— START OF Supplied entries —

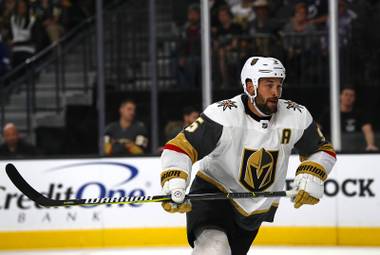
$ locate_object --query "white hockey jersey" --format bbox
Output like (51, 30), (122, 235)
(162, 95), (335, 220)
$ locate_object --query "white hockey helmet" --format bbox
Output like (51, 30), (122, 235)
(240, 56), (285, 100)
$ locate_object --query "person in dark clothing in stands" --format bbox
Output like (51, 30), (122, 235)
(320, 86), (379, 151)
(10, 0), (36, 67)
(0, 123), (38, 157)
(104, 99), (148, 155)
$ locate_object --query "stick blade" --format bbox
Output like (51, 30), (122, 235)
(5, 163), (55, 206)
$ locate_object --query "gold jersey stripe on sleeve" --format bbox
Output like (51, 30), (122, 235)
(318, 143), (336, 155)
(296, 161), (327, 181)
(161, 169), (189, 186)
(168, 132), (198, 164)
(197, 170), (279, 217)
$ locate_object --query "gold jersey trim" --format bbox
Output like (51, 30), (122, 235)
(296, 160), (327, 181)
(197, 170), (279, 217)
(168, 132), (198, 164)
(161, 169), (189, 186)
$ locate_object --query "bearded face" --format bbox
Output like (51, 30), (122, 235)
(255, 89), (278, 115)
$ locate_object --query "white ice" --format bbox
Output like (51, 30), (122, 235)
(0, 246), (380, 255)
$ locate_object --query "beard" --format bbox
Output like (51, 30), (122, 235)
(255, 95), (278, 115)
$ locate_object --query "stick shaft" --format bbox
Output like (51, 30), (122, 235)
(6, 164), (291, 207)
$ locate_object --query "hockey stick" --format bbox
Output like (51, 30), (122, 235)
(5, 164), (293, 207)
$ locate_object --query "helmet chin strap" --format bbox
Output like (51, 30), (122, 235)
(244, 87), (271, 117)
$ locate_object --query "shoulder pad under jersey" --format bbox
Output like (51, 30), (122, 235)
(276, 99), (313, 129)
(203, 95), (244, 126)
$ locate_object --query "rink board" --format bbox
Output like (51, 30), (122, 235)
(0, 154), (380, 250)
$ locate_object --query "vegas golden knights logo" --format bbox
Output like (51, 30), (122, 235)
(239, 148), (278, 192)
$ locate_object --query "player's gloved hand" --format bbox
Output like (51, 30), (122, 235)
(292, 173), (324, 208)
(162, 178), (191, 213)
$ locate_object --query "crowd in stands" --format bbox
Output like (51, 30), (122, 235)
(175, 0), (380, 88)
(0, 0), (93, 77)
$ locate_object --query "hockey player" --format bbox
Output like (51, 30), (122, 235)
(161, 57), (336, 255)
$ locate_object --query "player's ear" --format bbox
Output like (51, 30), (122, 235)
(245, 79), (255, 96)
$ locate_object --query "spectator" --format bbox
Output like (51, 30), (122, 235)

— END OF Supplied entries —

▶ **Exercise goal**
Starting at the beginning of the data and ending at the line containing "(104, 99), (148, 155)", write out every line again, requests included, and scale each bounding-box coordinate in the answers by 1.75, rounding to whole numbers with halves rounded up. Leave the numbers in the requests and their format samples unchanged, and leave the pictures out.

▶ **Expected answer**
$ locate_object --query "white hockey jersey" --format bbox
Output like (51, 30), (122, 235)
(284, 166), (586, 385)
$ locate_object --query "white hockey helmet" --format bbox
Output like (51, 30), (122, 235)
(420, 98), (499, 175)
$ locate_object --query "person in dark clothing in stands" --format bbox
Output like (51, 30), (122, 235)
(560, 151), (663, 264)
(18, 0), (63, 117)
(0, 215), (67, 275)
(182, 173), (259, 271)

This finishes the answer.